| Selection |

· · ·

Sussman v. Estate of John J. Gaffney

8:19-cv-00843 | M.D. Fla. | Jun 3, 2019



Appellee. ___________________________________/ O R D E R This matter comes before the Court upon Appellant’s response to this Court’s Order to Show Cause and Amended Emergency Motion for Expedited Relief (“Response to OTSC”) (Doc. 9), Appellee’s Motion to Dismiss Appeal (Doc. 16), and Appellant’s Opposition to Appellee’s Motion to Dismiss (“Response to Motion”) (Doc. 18). In this case, Appellant seeks to appeal two orders of the Bankruptcy Court: (1) the Order Denying Debtor’s Amended Motion for Partial Summary Judgment and to Enforce Automatic Stay, and Directing Debtor to File a Written Brief as to Why Summary Judgment Should not be Granted to Opposing Party (“First Order”), and (2) the Order Denying Summary Judgment independent of the Motion, and Denying Ore Tenus Motion for Summary Judgment (“Second Order”). Doc. 1-1 at 1.

· · ·

| Material provided |
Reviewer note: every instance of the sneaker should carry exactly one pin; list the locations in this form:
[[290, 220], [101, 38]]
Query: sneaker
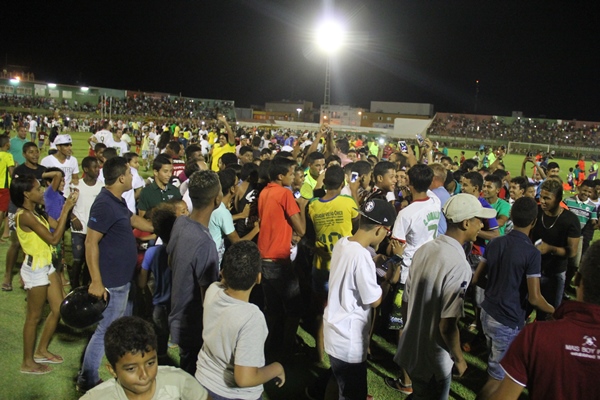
[[81, 388], [398, 386]]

· · ·

Summarize the court order in two sentences.

The court is taking up the appellant's response to its Order to Show Cause and amended emergency motion for expedited relief, the appellee's motion to dismiss the appeal, and the appellant's opposition to that motion. The appellant seeks to appeal two bankruptcy court orders: one denying the debtor's amended motion for partial summary judgment and to enforce the automatic stay, and the other denying summary judgment and an ore tenus motion for summary judgment.